Required tasks =
1 - In the book notes, which novelist is quoted as saying "Be regular and orderly in your life, so that you may be violent and original in your work"?
2 - Rewrite the records from the line containing "Segment the tree" through their end, changing every "evenodd" to "nonzero" and keeping everything else the same.

Extracted text =
====
Discipline is Destiny by Ryan Holiday


I finished this book in January 2023. I recommend this book 10/10.

Ryan Holiday is remarkably skilled in finding interesting clues about famous people's success and constructing them into an incredible tale of wisdom. There are two more books in this Stoic series of virtues: courage, temperance, justice, and wisdom—I can't wait.

Get your copy here.

My notes and thoughts:

  • P5. He worked harder than anyone. "Fitness was almost a religion to him," one teammate would say of him. "I am a slave to baseball," Gehrig said. A willing slave, a slave who loved the job and remained forever grateful for just the opportunity to play.

  • P18. In the dark, she would move quietly, making that first cup of coffee. She'd sit at her desk in her small apartment, and as her mind cleared and the sun rose, and the light filled the room, she would write. She did this for years, practicing this secular ritual used not just by writers but by countless busy and driven people for all time.

  • P35. Remember: No one is having less fun than an overextended, overcommitted person with debtors at their door...or a high-paying job they can't afford to lose. No one is less free than the person trapped on the treadmill, moving faster and faster and faster but going nowhere.

  • P42. As the novelist, Gustave Flaubert commands: "Be regular and orderly in your life, so that you may be violent and original in your work." Clean up your desk. Make your bed. Get your things in order. Now get after it.

  • P44. Show up and try. Get on the treadmill. Pick up the violin. Answer some emails—script out some scenes. Reach out. to some clients. Read some reports. Lift a couple of weights. Jog one mile., Cross one thing off the to-do list. Chase down a lead. It doesn't matter what it is; all aspects of your life benefit from this circumscribed kind of discipline. "Just as long as you do something every day, that is the important thing," Arnold Schwarzenegger said to people trying to stay in shape and productive.

  • P45. But the good news is that because it's hard, most people don't do it. They don't show up. They can't even do one tiny thing a day. So yes, you're alone, out there on the track in the rain. You're the only one responding on Christmas. But having the lead is, by definition, a little lonely. This is also why it's quiet in the morning. You have the opportunities all to yourself.
====
Dataset content =
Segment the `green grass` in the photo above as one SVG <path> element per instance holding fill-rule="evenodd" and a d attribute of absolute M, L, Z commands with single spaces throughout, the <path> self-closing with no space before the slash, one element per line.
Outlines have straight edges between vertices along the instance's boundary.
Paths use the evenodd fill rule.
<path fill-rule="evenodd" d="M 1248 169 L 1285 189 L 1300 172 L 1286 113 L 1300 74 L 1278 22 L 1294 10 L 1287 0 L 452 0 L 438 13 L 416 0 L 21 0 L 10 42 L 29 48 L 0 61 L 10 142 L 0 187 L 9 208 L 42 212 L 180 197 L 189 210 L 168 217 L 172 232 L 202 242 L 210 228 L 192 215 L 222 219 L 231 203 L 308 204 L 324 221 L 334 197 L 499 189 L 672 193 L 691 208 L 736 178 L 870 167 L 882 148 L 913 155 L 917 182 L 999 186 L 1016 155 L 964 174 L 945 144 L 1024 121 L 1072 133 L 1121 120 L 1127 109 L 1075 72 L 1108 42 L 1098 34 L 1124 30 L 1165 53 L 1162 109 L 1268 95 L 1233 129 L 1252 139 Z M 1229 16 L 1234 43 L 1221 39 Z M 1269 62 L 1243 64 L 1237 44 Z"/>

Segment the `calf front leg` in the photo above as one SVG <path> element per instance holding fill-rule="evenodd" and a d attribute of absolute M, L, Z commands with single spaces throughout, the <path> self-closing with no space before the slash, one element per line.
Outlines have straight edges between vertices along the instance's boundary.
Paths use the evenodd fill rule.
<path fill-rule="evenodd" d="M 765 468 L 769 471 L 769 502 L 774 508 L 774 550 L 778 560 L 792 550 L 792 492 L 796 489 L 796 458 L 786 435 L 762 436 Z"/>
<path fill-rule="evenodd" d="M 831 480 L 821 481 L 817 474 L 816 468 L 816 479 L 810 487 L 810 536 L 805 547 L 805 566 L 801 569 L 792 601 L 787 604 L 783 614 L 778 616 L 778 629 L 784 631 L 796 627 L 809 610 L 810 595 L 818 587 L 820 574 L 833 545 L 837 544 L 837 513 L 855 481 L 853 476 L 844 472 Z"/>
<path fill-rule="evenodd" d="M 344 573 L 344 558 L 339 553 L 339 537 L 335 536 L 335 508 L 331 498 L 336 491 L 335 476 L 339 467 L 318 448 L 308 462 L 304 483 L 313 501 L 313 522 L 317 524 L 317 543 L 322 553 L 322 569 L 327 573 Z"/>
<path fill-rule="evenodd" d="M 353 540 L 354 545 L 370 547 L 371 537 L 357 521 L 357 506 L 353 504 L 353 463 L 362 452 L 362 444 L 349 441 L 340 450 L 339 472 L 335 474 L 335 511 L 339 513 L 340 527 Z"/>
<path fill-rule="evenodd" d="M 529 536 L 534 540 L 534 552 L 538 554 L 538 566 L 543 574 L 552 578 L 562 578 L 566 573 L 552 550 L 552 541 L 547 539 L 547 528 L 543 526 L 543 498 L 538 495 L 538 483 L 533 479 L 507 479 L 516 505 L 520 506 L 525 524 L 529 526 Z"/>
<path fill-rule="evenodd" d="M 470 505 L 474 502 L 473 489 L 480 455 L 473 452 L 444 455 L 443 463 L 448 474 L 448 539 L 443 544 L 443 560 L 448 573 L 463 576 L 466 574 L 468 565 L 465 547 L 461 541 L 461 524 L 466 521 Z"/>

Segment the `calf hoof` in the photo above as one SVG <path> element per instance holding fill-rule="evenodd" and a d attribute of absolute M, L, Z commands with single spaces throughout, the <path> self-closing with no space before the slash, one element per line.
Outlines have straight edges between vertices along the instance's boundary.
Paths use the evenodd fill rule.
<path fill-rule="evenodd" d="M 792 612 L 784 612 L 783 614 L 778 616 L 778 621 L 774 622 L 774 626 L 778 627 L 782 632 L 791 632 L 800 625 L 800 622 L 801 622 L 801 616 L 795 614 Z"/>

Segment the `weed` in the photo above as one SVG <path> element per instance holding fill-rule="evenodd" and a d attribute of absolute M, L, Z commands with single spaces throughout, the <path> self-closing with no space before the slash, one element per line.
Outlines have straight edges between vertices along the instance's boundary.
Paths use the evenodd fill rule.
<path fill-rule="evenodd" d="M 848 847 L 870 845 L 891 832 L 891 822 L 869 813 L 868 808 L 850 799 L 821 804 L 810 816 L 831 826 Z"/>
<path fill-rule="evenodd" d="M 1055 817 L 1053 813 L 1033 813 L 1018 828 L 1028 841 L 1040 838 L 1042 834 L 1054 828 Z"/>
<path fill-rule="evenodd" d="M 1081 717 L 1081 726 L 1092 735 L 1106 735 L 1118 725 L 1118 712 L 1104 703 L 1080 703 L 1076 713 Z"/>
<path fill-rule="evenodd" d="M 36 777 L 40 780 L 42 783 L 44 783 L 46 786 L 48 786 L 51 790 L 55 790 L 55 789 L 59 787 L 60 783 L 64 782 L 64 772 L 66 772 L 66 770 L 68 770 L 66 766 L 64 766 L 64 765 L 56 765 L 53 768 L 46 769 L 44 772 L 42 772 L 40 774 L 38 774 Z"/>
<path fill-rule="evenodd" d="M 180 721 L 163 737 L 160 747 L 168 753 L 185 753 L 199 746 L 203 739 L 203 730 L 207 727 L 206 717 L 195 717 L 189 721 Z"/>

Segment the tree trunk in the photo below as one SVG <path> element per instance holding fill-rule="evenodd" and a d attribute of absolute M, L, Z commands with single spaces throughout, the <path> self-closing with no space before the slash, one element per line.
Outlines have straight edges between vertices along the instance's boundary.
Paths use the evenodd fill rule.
====
Results by task =
1 - Gustave Flaubert

2 -
Segment the tree trunk in the photo below as one SVG <path> element per instance holding fill-rule="nonzero" and a d attribute of absolute M, L, Z commands with single spaces throughout, the <path> self-closing with no space before the slash, one element per line.
Outlines have straight edges between vertices along the instance's boundary.
Paths use the nonzero fill rule.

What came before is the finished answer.